● **Stored data**
----------------
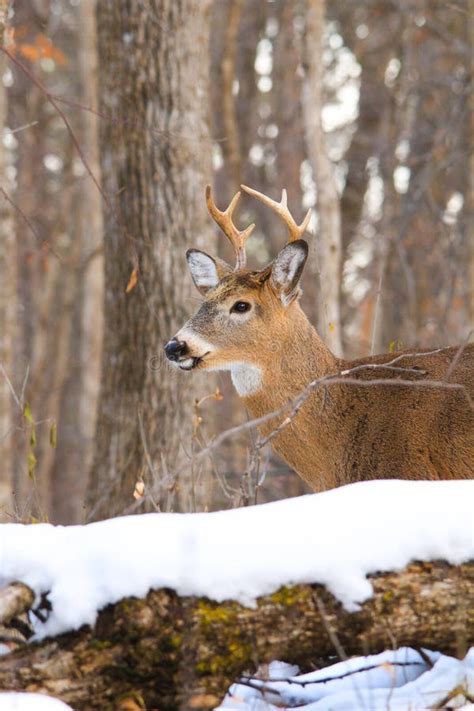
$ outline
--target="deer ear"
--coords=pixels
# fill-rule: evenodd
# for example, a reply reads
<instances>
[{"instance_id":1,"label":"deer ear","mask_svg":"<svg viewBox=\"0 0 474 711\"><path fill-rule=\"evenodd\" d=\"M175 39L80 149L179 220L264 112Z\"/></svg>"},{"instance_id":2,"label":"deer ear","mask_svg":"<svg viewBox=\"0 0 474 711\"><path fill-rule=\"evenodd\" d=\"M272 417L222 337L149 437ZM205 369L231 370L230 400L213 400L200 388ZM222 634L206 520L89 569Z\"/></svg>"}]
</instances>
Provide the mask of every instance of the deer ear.
<instances>
[{"instance_id":1,"label":"deer ear","mask_svg":"<svg viewBox=\"0 0 474 711\"><path fill-rule=\"evenodd\" d=\"M271 282L280 294L284 306L298 296L298 284L308 257L308 245L303 239L290 242L272 264Z\"/></svg>"},{"instance_id":2,"label":"deer ear","mask_svg":"<svg viewBox=\"0 0 474 711\"><path fill-rule=\"evenodd\" d=\"M214 289L222 277L232 271L222 259L214 259L199 249L188 249L186 259L193 282L201 294Z\"/></svg>"}]
</instances>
----------------
From the first line above to the last, reproduce the records exactly but without the pictures.

$ outline
--target="deer ear"
--coords=pixels
# fill-rule: evenodd
# for example, a reply reads
<instances>
[{"instance_id":1,"label":"deer ear","mask_svg":"<svg viewBox=\"0 0 474 711\"><path fill-rule=\"evenodd\" d=\"M175 39L80 149L179 220L264 112Z\"/></svg>"},{"instance_id":2,"label":"deer ear","mask_svg":"<svg viewBox=\"0 0 474 711\"><path fill-rule=\"evenodd\" d=\"M272 417L222 337L149 437ZM205 369L231 370L230 400L213 400L200 388ZM222 634L206 520L89 569Z\"/></svg>"}]
</instances>
Provide the mask of every instance of the deer ear.
<instances>
[{"instance_id":1,"label":"deer ear","mask_svg":"<svg viewBox=\"0 0 474 711\"><path fill-rule=\"evenodd\" d=\"M271 282L280 294L284 306L298 296L298 284L308 257L308 245L303 239L290 242L272 264Z\"/></svg>"},{"instance_id":2,"label":"deer ear","mask_svg":"<svg viewBox=\"0 0 474 711\"><path fill-rule=\"evenodd\" d=\"M214 289L222 277L232 271L222 259L214 259L199 249L188 249L186 259L193 282L201 294Z\"/></svg>"}]
</instances>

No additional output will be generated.